Required action –
Leave every picture behind and copy the rest of the entries below exactly.

[Records contained in a dataset]
+ + + + +

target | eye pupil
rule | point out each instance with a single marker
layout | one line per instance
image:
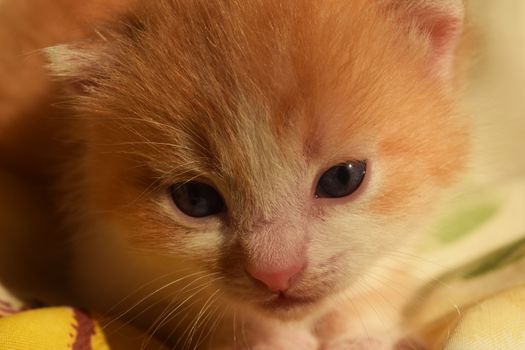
(197, 199)
(341, 180)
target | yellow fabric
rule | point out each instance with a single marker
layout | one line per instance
(496, 323)
(48, 328)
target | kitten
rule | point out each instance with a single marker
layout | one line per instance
(248, 173)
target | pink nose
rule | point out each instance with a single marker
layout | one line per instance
(277, 281)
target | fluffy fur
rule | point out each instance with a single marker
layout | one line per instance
(257, 98)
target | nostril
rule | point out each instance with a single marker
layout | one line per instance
(277, 280)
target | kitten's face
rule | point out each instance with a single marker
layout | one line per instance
(214, 133)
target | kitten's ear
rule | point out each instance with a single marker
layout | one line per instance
(76, 64)
(437, 23)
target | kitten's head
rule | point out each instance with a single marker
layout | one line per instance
(281, 146)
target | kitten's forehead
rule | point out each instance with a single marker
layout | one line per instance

+ + + + +

Solution –
target | eye pupil
rule | point out each instance with a single marker
layout | one line per instance
image:
(197, 199)
(341, 180)
target | yellow fabric
rule | point out each instance with a single marker
layout | one line per instance
(496, 323)
(48, 328)
target | kitten
rule | point out each instance with a single marker
layout | one line per instance
(248, 173)
target | pink nose
rule | point out each instance with a single marker
layout | one line per instance
(277, 281)
target | fluffy fur
rule | point out each instance with a single marker
layout | one line per instance
(257, 98)
target | nostril
rule | point out each instance with a single marker
layout | one line per instance
(277, 280)
target | kitten's face
rule | point out each instance with a single marker
layout | one line per instance
(214, 133)
target | kitten's ear
rule | point out each instance with a single marker
layout | one line per instance
(76, 64)
(437, 23)
target | kitten's head
rule | point out each instance with a single marker
layout | one line per instance
(281, 146)
target | kitten's forehead
rule | point out each instance with a single marker
layout | one line per instance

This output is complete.